EXERCISE DETAILS - Each line of the material that mentions the word "noseband" is to be copied.

EXTRACTED RECORDS -
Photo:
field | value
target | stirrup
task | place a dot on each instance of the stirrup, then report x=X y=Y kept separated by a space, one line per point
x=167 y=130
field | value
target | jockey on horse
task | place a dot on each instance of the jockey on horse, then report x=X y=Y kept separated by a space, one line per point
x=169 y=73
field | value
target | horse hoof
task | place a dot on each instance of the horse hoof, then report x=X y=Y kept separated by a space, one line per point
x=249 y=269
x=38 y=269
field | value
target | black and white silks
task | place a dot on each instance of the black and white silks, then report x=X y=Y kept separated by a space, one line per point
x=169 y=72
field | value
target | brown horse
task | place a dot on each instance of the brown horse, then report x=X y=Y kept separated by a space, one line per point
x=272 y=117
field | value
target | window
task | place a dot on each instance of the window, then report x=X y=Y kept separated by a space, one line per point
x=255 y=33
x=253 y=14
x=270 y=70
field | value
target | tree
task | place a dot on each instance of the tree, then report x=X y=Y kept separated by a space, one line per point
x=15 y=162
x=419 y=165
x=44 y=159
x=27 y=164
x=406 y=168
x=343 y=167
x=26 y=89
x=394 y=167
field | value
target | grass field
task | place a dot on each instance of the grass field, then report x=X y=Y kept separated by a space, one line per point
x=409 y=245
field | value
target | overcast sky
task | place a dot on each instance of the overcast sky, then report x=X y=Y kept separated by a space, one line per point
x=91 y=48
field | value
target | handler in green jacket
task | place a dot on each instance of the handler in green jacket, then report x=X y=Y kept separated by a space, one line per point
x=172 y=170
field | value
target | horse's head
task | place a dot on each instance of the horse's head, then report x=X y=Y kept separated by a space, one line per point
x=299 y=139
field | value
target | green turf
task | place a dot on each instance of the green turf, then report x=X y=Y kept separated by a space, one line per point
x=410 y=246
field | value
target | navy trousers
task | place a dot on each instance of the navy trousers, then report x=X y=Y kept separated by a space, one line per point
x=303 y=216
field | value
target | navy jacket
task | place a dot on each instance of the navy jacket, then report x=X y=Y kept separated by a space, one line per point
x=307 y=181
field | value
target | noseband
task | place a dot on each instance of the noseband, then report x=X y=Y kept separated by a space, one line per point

YOUR RESPONSE -
target | noseband
task | place a dot on each instance of the noseband, then report x=X y=Y kept separated by a space, one line per point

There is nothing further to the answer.